=== Document segment ===
Nepal hit by disaster during climate talks
Even as Nepal’s delegates at virtual meetings preparing for a Climate Summit in Glasgow in November were raising the issue of risk from the climate crisis last week, in the real world the monsoon season got off to a devastating start.
There could not have been a starker reminder of just how a changing climate leads to extreme weather. Record rainfall last week unleashed floods that killed more than 50 people, damaged 12 hydroelectric plants and washed away roads, bridges and homes across Central Nepal. The heavy rains followed a five-month winter drought that set off unprecedented nationwide wildfires.
Nepali climate experts raised concerns at the meetings that due recognition was not being given to mountain ecosystems and helping poorer countries to deal with the impact of the climate crisis in the run-up to the Glasgow climate summit, officially called the Conference of Parties 26 (CoP26).
Nepal has one of the lowest per capita carbon footprints in the world, but it is on the list of countries most vulnerable to changes in the climate. Even in the best-case scenario for limited global average temperature by reducing carbon emissions, the Himalaya will lose more than one-third of its ice during this century.
“Even if we are successful in limiting global temperature rise to 1.5°C, it will be equivalent to an 1.8°C rise in the Hindu Kush Himalayas and we will be losing 36% snow by the end of the century,” said Arun Bhatta, an undersecretary at the Ministry of Forests and Environment.

=== Extracted entries ===
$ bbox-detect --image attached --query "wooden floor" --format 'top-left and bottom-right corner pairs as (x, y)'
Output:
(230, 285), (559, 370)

--

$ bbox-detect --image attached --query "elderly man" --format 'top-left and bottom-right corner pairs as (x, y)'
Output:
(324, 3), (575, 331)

...

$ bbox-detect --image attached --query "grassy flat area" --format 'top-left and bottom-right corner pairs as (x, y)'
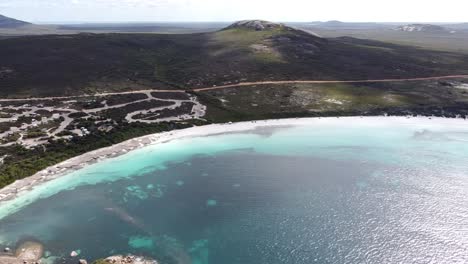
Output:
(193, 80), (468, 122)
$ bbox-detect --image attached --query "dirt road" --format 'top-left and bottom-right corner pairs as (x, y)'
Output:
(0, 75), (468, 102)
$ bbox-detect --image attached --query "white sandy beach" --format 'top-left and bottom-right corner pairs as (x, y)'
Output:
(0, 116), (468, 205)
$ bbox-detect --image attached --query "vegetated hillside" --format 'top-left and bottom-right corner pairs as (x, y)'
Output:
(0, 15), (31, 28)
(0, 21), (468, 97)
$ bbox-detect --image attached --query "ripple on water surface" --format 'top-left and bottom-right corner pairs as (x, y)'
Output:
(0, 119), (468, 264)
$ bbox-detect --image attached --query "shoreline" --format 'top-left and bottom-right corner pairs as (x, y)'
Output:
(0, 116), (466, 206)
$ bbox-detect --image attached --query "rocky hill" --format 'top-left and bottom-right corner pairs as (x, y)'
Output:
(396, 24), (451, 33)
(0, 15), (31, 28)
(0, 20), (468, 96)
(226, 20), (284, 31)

=== Problems and tasks ===
1. In the article on Nepal and the climate talks, write out the passage that begins with "Nepali climate experts" and ends with "Forests and Environment.".
2. According to the article on Nepal and the climate talks, how many hydroelectric plants did last week's floods damage?
3. Pick up the article on Nepal and the climate talks after its final sentence and carry it on.

=== Answers per task ===
1.
Nepali climate experts raised concerns at the meetings that due recognition was not being given to mountain ecosystems and helping poorer countries to deal with the impact of the climate crisis in the run-up to the Glasgow climate summit, officially called the Conference of Parties 26 (CoP26).
Nepal has one of the lowest per capita carbon footprints in the world, but it is on the list of countries most vulnerable to changes in the climate. Even in the best-case scenario for limited global average temperature by reducing carbon emissions, the Himalaya will lose more than one-third of its ice during this century.
“Even if we are successful in limiting global temperature rise to 1.5°C, it will be equivalent to an 1.8°C rise in the Hindu Kush Himalayas and we will be losing 36% snow by the end of the century,” said Arun Bhatta, an undersecretary at the Ministry of Forests and Environment.

2. 12

3.
What happens to the Himalaya will have serious implications for 650 million people across Asia who depend on rivers that originate here, Bhatta told the three-week virtual preparatory sessions that ended on 17 June.
Many other countries in the sessions raised concern about inadequate discussion on how least-developed countries can be compensated for loss and damage from climate-induced disasters, and for measures to adapt to new threats from global warming.
Nepali delegates underlined the need to prioritise mountain eco-systems, climate financing for poorer countries and unmet pledges for climate financing from developed countries. They said there was a differential impact of the climate emergency on the Himalaya that needed specific attention and international support.
The virtual meetings were held to prepare key agenda items for the Glasgow Summit, which because of the pandemic, will probably not be an in-person conference in November. The meetings were hosted by the United Nations Framework Convention on Climate Change (UNFCCC) of which Nepal is a party and signatory of the 2015 Paris Agreement.
Throughout the three weeks of virtual meetings, delegates discussed adaptation, loss and damage, the carbon market, and reporting under the Nationally Determined Contributions (NDCs), climate finance, agriculture and the National Adaptation Plan (NAP).
With rising global awareness about the climate crisis, the CoP26 aims to generate major contributions from member states to achieve net-zero carbon emission by 2050, protect and restore ecosystems, cap average global temperature at 1.5°C, and mobilise at least $100 million in climate finance every year till then.
As part of the Paris Agreement, member countries have come up with their own NDCs with legally non-binding voluntary contributions to attain net-zero carbon emission. Nepal submitted its second NDC in December last year to turn 25% of all private vehicles and 20% of all public transport vehicles electric by 2025. In 10 years, Nepal’s NDC commits to develop 200km of electric rail network.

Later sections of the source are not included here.